* **GIVEN REQUEST A**
Duplicate everything in the logic comment below from "What is logic?" down to "formalized within.".

* **SOURCE EXTRACT**
--- begin ---

What is logic? - Hooke
https://aeon.co/essays/the-rise-and-fall-and-rise-of-logic
======
tel
Part of the fun of logic is realizing that there are multiple forms of it
which change one's language and ability to express ideas. They also don't
dominate one another—some statements' truth depends upon what logic they're
formalized within.

Model theory is good here in that it studies the connection between logical
language and more "physical" models. Some of these models can give a relatable
account for what a logic "means". For instance, Boolean logic correspond with
set operations and therefore we can use that correspondence to portray a
meaning for statements in Boolean-like logics.

Intuitionistic logic is an interesting one if you're not familiar with it. It
can be seen as the logic of working with "demonstrations", building and
analyzing them. For instance, if I have an object "X" such that witnessing it
immediately convinces someone of the truth of "1+1=2", and if I have a whole
collection of such items, then intuitionistic logic talks about how to compose
and decompose collections of these things. Another interesting operation is
"not" such that "not X" is a tool for using any X you happen to have to show
that the world is inconsistent. This acts as a refutation of the existence of
values like X!

--- end ---

* **GIVEN REQUEST B**
Show every line of the entries below that contains the word "lawn". Case counts.

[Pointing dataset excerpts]
--- begin ---

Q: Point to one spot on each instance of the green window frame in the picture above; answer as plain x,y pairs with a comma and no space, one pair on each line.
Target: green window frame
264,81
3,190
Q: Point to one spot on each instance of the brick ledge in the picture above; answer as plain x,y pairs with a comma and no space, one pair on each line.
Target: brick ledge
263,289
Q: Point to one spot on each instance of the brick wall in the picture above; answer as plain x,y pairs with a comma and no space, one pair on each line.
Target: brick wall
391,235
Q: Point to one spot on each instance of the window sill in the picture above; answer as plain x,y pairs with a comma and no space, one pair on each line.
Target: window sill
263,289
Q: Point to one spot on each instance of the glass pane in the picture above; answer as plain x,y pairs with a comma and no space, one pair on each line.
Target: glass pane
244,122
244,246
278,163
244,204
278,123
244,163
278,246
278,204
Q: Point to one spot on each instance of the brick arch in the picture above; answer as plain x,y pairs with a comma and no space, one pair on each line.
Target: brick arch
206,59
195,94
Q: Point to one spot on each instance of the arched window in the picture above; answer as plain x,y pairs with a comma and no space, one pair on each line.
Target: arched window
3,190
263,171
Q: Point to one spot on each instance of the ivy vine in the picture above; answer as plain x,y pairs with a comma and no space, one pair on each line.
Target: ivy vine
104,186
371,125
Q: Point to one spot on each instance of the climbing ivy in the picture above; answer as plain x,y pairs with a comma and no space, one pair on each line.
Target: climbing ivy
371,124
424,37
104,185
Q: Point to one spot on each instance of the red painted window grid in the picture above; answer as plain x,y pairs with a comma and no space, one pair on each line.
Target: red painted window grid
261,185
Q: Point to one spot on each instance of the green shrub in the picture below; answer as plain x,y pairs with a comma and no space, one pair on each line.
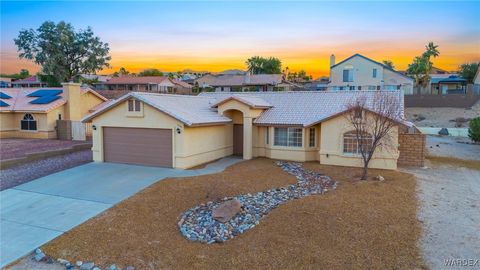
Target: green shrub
474,129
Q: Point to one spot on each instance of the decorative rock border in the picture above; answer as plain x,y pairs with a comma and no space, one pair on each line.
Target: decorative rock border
198,224
40,257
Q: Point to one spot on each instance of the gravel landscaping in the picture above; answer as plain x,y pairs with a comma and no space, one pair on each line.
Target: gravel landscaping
27,172
449,193
16,148
200,223
362,224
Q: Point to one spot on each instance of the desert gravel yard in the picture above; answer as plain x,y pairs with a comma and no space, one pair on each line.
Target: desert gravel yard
449,194
27,172
366,224
15,148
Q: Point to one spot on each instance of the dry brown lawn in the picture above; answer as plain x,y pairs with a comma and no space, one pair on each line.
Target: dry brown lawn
359,225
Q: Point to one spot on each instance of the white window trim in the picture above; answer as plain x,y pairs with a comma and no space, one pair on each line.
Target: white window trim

--- end ---

* **REPLY A**
What is logic? - Hooke
https://aeon.co/essays/the-rise-and-fall-and-rise-of-logic
======
tel
Part of the fun of logic is realizing that there are multiple forms of it
which change one's language and ability to express ideas. They also don't
dominate one another—some statements' truth depends upon what logic they're
formalized within.

* **REPLY B**
Q: Point to one spot on each instance of the dry brown lawn in the picture above; answer as plain x,y pairs with a comma and no space, one pair on each line.
Target: dry brown lawn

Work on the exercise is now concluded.